* begin *

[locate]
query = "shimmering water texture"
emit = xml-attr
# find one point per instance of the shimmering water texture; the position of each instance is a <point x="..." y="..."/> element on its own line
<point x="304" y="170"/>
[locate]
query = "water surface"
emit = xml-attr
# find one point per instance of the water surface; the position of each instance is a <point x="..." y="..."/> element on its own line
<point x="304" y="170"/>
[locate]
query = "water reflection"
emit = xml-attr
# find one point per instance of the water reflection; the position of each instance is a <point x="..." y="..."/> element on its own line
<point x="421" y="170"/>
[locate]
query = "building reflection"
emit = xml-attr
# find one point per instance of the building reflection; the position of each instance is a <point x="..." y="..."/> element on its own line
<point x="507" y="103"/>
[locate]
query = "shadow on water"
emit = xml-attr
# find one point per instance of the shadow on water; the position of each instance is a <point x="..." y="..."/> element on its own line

* end *

Task details
Reproduce each line verbatim.

Task result
[locate]
query = "shimmering water texture"
emit = xml-attr
# find one point per instance of the shimmering water texture; the position of each instance is a <point x="..." y="..."/> element on its own line
<point x="304" y="170"/>
[locate]
query = "water surface"
emit = xml-attr
# find one point per instance of the water surface; the position of each instance is a <point x="..." y="..."/> element on its own line
<point x="304" y="170"/>
[locate]
query = "water reflection"
emit = xml-attr
# find one point per instance of the water reflection; the position of each instance is a <point x="..." y="..."/> element on its own line
<point x="421" y="170"/>
[locate]
query = "building reflection"
emit = xml-attr
# find one point per instance of the building reflection; the position of each instance is a <point x="..." y="..."/> element on its own line
<point x="507" y="103"/>
[locate]
query = "shadow on water"
emit = xml-attr
# find one point per instance of the shadow on water; the position of each instance is a <point x="..." y="..."/> element on its own line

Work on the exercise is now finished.